**Document segment**.
== Segment start ==

Wednesday, 11 May 2016

Brazilian Senate opens Rousseff impeachment vote session

Brazil’s Senate opened debate Wednesday ahead of a vote on suspending President Dilma Rousseff and launching an impeachment trial that could bring down the curtain on 13 years of leftist rule in Latin America’s biggest country.
Even allies of Rousseff, 68, said she had no chance of surviving the vote. She is accused of illegal accounting maneuvers but says the charges are trumped up and amount to a coup d’etat by her center-right opponents.

Debate was expected to last all day with a vote during the night or early hours of Thursday. A simple majority in the 81 member Senate would be enough to trigger Rousseff’s six-month suspension pending judgment, in which a two thirds majority would force her from office permanently.

Senate President Renan Calheiros, who was overseeing the proceedings, told journalists that impeachment would be “traumatic” for Brazil, which is already struggling with the worst recession in decades and a corruption scandal that has ripped apart the political and business elite.

“The process of impeachment… is long, traumatic and does not produce quick results,” Calheiros warned.

– ‘No miracle’ –
Rousseff’s government lawyer lodged a last-ditch appeal with the Supreme Court on Tuesday to block the vote, but the court had not even responded before senators sat down in their futuristic building in the capital Brasilia.

“There won’t be any miracle. She’ll be suspended for six months and then we’ll open the debate on the merits” of the case, Paulo Paim, a senator of Rousseff’s Workers’ Party (PT), told reporters.

He said the impeachment drive was “a symbol of Brazilian politicians’ incompetence, to accept a tainted process against a president they know is honest.”

== Segment end ==

**Directions**.
• 1. Answer these questions from the article on the Rousseff impeachment vote:
(a) How many members does the Brazilian Senate have?
(b) What majority in the judgment would force Rousseff from office permanently?
(c) Which party does senator Paulo Paim belong to?
• 2. Carry the article on the Brazilian Senate's Rousseff impeachment session forward from its final sentence.

Phrase grounding data:
== Segment start ==

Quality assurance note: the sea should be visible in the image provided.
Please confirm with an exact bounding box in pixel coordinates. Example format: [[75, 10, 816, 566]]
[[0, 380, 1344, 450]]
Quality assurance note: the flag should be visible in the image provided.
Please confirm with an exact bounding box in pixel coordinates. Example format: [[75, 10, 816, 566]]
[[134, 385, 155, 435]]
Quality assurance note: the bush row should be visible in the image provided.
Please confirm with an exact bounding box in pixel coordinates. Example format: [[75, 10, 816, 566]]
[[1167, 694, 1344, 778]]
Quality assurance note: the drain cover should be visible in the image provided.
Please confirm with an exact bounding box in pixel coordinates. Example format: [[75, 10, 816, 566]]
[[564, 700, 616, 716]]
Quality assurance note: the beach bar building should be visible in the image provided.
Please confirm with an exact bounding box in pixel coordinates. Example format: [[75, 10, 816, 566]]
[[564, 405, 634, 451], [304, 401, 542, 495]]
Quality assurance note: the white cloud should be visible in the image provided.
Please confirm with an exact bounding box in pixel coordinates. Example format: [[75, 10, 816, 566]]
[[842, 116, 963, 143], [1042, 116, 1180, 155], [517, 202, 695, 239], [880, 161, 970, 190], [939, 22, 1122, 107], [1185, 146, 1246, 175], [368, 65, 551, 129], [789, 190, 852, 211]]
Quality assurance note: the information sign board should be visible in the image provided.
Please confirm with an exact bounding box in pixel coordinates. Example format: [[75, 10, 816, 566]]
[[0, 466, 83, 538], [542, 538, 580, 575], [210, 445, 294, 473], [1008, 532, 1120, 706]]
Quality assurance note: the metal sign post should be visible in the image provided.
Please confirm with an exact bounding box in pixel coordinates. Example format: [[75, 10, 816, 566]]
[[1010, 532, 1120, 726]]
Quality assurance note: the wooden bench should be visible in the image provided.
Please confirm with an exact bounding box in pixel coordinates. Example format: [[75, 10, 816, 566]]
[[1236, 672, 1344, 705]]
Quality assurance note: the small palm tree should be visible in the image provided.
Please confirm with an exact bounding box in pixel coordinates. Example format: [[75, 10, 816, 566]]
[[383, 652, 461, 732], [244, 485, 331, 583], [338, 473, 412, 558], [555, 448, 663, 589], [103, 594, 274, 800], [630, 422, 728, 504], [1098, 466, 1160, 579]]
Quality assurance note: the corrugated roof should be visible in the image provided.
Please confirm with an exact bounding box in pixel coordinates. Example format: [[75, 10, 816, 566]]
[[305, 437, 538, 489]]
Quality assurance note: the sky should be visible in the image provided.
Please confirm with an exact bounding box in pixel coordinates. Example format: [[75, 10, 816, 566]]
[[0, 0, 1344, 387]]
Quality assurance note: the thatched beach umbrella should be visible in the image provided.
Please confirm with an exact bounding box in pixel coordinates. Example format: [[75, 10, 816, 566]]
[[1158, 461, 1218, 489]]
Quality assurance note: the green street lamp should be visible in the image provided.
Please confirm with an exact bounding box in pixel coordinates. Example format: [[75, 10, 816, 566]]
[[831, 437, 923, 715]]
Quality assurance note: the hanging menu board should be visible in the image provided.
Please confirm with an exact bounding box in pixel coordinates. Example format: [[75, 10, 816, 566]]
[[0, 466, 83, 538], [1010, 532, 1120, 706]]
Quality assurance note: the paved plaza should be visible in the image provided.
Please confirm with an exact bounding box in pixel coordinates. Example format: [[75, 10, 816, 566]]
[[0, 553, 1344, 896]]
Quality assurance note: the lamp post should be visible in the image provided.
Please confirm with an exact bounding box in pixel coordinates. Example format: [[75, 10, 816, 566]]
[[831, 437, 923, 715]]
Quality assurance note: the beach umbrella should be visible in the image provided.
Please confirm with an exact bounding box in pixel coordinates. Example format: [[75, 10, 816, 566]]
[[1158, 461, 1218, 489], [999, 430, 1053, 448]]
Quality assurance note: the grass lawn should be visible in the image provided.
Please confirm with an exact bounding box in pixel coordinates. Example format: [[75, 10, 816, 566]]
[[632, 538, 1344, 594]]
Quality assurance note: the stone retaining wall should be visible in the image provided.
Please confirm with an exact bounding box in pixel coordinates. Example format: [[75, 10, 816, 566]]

== Segment end ==

**Task-by-task results**.
• 1.
(a) 81
(b) A two-thirds majority
(c) Rousseff's Workers' Party (PT)

• 2.
But Magno Malta, a senator of the opposition PR party, said impeachment was needed to heal a sick country.

“As soon as we vote for impeachment, the dollar will fall (strengthening Brazil’s currency), our stock market will rise and the patient will breathe again,” said Malta.

“The doctor will say the patient is showing signs of life and is in intensive care,” he added. “But it is a long, painful process which depends on all of us.”

– Fight to the end –
Rousseff is accused of breaking budgetary laws by taking loans to boost public spending and mask the sinking state of the economy during her 2014 re-election campaign.

She says the accounting maneuvers were standard practice in the past. She describes the impeachment as a coup mounted by her vice president, Michel Temer, who will take over if she is suspended.

Temer, whose center-right PMDB party broke off its uneasy partnership with Rousseff’s party, has already prepared a new government. He said his priority will be to rescue the economy, now in its worst recession for decades.

Rousseff vowed to resist.

“I am going to fight with all my strength, using all means available,” she told a women’s forum in Brasilia on Tuesday.

Rousseff called her opponents “people (who) can’t win the presidency through a popular vote” and claimed they had a “project to dismantle” social gains made by millions of poor during 13 years of Workers’ Party rule.

In an effort to cripple Temer’s ambitions, Rousseff allies also went to the top electoral court asking that the probable acting president be barred from appointing his own ministers.

However, analysts say Rousseff’s fightback probably comes too late and that she had already burned many of her political bridges before the crisis erupted with an awkward style and inability to negotiate.

The country’s first female president has also become deeply unpopular with most Brazilians, who blame her for presiding over the recession and a massive corruption scandal centered on the state oil company Petrobras.

– Street tensions –
Workers’ Party faithful on Tuesday burned tires and blocked roads in Brasilia and in Sao Paulo in a potential taste of more street trouble to come.

Lawmaker Jose Guimaraes, a Rousseff ally, said that despite almost certain defeat in the initial Senate vote, the impeachment trial itself would be an all-out fight as his side fought to win over Senators.

Police responded to heightened tension by building a huge metal barricade outside Congress in Brasilia to separate rival groups of protesters during the Senate vote. A separation corridor 80 meters (yards) wide and more than a kilometer (half a mile) long will also be enforced.

A square where major government institutions are located will be declared a “national security zone” made off-limits to the public, the Brasilia security authorities announced.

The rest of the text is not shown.